Give back the entire listing below, unaltered.
-- Opening Marker --
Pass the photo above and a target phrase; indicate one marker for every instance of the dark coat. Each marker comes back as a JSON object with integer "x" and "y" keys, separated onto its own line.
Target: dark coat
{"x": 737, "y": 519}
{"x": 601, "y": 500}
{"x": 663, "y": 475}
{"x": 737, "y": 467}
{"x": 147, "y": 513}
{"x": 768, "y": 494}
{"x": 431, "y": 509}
-- Closing Marker --
*Expected answer*.
Pass the photo above and a target phrase; indicate one marker for every instance of the dark coat. Each marker comes back as a JSON object with integer "x" and "y" keys, separated onto its own line.
Target: dark coat
{"x": 737, "y": 519}
{"x": 601, "y": 500}
{"x": 663, "y": 475}
{"x": 737, "y": 467}
{"x": 147, "y": 513}
{"x": 768, "y": 494}
{"x": 431, "y": 509}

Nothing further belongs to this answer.